• OBJECTIVE
Pick out each line of the material that contains the word "texture" and copy those lines out in full. Treat uppercase and lowercase letters as different.

[Dataset records]
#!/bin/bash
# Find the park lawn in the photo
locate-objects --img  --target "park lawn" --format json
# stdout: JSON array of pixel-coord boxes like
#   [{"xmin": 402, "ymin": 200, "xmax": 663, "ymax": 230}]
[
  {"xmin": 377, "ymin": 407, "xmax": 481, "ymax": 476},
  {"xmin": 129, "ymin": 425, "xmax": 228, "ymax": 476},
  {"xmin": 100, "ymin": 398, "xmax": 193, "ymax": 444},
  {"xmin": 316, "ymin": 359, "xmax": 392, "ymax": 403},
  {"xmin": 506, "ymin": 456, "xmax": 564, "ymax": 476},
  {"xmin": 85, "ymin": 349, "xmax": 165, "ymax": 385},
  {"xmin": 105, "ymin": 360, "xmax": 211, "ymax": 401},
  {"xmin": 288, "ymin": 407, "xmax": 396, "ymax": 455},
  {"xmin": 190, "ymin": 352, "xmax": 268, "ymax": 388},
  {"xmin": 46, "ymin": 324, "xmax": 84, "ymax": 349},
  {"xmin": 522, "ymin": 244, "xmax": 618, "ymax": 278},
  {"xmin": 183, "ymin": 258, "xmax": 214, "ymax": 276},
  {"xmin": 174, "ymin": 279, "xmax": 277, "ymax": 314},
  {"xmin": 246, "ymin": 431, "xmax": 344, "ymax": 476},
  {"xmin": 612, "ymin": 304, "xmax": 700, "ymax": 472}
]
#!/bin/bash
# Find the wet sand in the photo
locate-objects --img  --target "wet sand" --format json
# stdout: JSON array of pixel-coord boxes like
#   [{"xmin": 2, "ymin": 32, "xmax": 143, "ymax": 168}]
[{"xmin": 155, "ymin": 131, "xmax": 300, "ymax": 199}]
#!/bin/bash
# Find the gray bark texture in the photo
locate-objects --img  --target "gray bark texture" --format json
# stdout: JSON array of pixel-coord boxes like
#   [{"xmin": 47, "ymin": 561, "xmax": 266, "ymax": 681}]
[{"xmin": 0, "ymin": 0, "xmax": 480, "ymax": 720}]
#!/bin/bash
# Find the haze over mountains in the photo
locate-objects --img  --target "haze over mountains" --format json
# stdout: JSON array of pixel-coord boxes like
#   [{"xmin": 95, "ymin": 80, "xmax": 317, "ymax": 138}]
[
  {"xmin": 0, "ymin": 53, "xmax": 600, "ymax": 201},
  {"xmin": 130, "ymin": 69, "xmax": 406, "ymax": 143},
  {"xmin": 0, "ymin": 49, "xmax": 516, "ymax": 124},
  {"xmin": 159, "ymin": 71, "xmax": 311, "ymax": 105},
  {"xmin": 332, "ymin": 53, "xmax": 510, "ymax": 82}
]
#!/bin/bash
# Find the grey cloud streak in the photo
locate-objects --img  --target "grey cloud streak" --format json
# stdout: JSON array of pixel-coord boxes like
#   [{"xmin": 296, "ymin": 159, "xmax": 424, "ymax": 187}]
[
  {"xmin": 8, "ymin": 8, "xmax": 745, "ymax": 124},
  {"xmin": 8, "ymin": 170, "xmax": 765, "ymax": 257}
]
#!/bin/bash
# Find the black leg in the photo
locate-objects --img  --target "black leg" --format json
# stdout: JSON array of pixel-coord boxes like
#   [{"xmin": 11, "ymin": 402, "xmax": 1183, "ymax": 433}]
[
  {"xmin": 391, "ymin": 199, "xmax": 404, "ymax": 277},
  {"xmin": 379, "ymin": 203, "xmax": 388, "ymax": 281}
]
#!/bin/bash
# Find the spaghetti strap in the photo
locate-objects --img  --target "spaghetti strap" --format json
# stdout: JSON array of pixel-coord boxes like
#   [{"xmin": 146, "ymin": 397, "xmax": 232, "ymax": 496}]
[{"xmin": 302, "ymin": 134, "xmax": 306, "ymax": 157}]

• FULL ANSWER
# Find the gray bark texture in the photo
locate-objects --img  --target "gray bark texture" --format json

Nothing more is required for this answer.